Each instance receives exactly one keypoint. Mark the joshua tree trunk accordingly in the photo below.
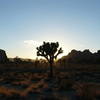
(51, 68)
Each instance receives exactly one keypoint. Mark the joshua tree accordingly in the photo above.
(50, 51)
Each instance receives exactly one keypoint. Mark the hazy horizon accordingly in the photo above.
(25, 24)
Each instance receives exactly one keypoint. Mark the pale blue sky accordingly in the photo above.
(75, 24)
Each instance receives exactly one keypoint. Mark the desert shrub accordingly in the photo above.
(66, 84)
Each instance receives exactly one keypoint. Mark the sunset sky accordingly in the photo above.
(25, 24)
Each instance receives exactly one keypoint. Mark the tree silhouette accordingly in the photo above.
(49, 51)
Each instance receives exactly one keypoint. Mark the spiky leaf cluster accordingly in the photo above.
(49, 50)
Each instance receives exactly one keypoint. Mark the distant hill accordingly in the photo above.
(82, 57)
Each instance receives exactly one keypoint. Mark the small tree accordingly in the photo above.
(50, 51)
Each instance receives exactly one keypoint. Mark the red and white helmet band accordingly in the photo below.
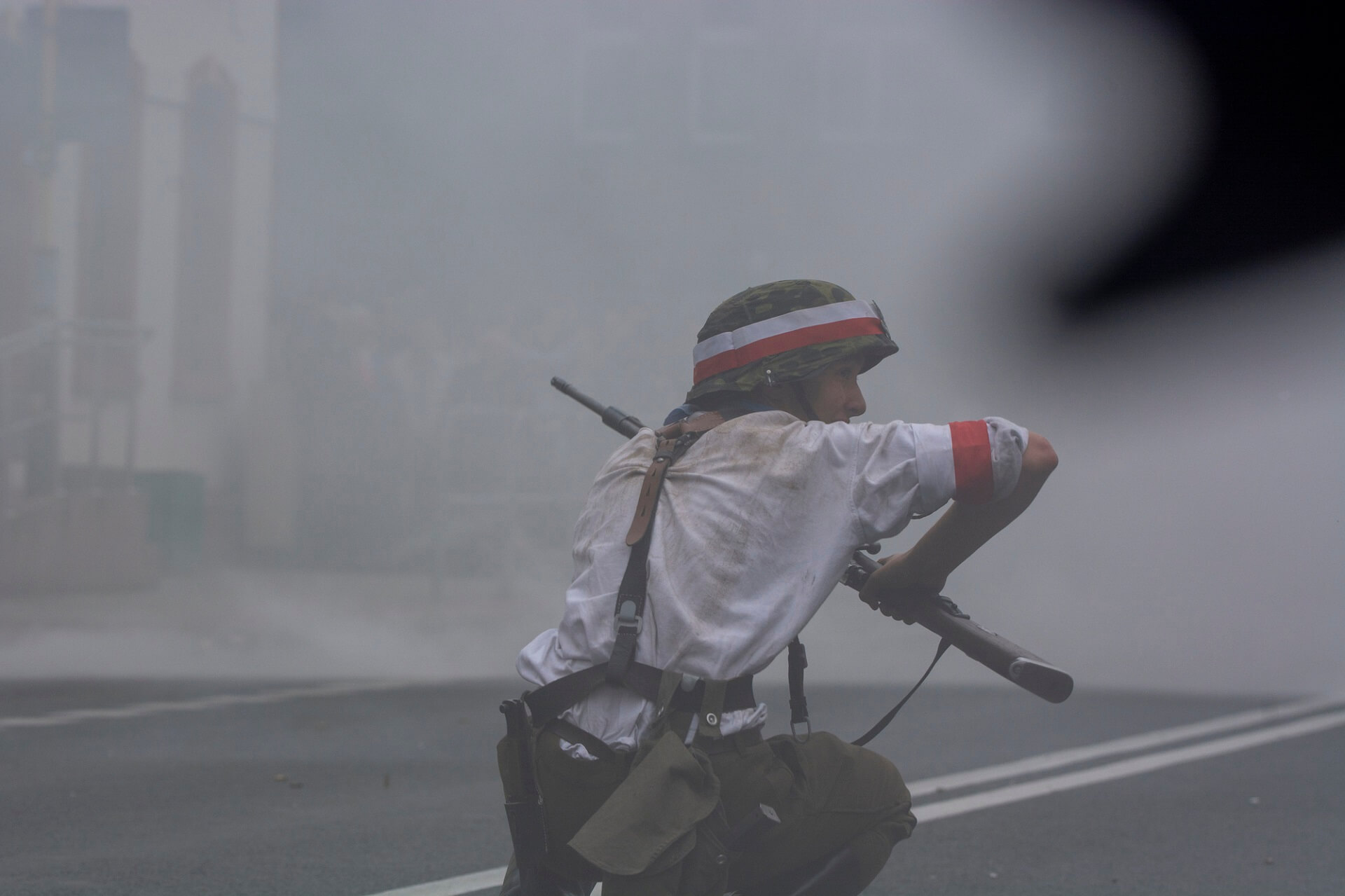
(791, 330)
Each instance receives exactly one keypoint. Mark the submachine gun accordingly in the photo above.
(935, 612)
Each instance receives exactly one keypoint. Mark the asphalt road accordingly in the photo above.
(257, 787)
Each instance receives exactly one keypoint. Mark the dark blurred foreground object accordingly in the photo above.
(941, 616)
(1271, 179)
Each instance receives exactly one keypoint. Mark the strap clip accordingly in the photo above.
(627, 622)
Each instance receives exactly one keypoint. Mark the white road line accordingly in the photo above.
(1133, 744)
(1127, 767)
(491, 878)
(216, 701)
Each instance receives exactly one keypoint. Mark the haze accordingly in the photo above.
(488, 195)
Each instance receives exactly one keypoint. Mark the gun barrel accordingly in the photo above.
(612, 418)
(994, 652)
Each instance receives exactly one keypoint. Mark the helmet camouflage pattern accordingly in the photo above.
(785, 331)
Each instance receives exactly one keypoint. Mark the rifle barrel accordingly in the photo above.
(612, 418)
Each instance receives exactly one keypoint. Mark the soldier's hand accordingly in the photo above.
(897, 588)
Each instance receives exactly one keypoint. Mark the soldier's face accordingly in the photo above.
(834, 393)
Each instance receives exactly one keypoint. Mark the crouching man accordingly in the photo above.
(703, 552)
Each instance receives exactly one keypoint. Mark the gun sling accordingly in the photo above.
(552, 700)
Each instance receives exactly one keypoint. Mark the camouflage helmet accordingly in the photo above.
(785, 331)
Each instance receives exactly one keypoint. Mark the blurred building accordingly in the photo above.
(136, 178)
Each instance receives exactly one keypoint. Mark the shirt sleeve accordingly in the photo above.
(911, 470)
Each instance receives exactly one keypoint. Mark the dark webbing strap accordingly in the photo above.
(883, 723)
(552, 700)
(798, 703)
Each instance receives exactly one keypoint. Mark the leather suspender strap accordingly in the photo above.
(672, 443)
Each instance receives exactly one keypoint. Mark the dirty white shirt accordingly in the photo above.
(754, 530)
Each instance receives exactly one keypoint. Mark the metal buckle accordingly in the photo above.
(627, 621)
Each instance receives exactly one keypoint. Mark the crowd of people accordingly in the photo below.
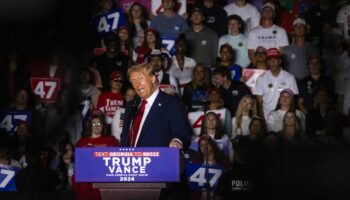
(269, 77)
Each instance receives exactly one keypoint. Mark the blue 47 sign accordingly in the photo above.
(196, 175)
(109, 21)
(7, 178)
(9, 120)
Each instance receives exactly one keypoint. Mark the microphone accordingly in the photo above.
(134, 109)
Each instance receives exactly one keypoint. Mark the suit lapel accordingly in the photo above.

* * *

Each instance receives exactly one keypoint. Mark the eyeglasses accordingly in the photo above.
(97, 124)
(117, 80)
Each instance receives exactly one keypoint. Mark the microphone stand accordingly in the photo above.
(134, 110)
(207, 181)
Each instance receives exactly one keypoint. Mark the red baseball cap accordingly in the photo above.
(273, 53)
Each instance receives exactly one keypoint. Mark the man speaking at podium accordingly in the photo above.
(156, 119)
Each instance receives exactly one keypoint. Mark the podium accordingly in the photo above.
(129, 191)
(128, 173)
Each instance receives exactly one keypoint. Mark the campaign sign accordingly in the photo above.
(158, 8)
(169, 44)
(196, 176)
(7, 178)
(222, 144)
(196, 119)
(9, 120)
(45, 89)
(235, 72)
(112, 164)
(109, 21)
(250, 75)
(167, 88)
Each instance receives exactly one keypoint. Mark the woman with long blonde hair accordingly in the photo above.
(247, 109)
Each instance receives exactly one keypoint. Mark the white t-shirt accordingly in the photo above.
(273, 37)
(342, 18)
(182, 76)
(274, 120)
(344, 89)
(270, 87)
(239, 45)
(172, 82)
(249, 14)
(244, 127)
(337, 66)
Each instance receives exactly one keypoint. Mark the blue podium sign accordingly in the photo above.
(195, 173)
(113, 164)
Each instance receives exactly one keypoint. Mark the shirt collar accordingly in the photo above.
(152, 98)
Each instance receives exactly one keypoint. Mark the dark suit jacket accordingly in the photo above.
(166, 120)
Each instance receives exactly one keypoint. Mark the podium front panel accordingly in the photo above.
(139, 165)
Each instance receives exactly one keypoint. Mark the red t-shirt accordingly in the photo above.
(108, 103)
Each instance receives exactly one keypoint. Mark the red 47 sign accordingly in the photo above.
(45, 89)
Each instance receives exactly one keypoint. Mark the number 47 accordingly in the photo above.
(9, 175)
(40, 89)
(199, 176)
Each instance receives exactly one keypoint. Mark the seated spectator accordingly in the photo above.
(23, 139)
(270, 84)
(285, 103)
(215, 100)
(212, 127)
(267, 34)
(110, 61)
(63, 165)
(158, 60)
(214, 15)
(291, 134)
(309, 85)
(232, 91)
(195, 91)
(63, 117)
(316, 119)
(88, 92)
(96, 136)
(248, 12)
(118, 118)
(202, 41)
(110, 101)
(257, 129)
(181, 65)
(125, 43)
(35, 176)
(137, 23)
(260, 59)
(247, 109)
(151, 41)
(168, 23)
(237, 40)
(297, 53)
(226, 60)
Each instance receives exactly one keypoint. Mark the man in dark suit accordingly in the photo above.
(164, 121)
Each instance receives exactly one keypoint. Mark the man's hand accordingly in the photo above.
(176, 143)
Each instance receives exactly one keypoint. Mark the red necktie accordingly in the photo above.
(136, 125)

*TASK REQUIREMENTS*
Rewrite the lines starting with the line with "Each instance receives exactly one keypoint. Mark the crowd" and going on through the line with "Each instance receives exactly one keypoint. Mark the suit", replacing "photo" with "image" and keeping everything else the same. Omit the pictures from your answer.

*WRITTEN RESPONSE*
Each instance receives exactly one keypoint. Mark the crowd of people accordingly in the image below.
(269, 77)
Each instance receives exactly one keypoint. Mark the blue 47 sign accordingly in the image above.
(196, 175)
(109, 21)
(7, 178)
(9, 120)
Each instance receives exactly one keypoint. Mark the microphone accordingly in the image above.
(134, 109)
Each instance receives exactly one keypoint. Mark the suit lapel accordingly in the image above.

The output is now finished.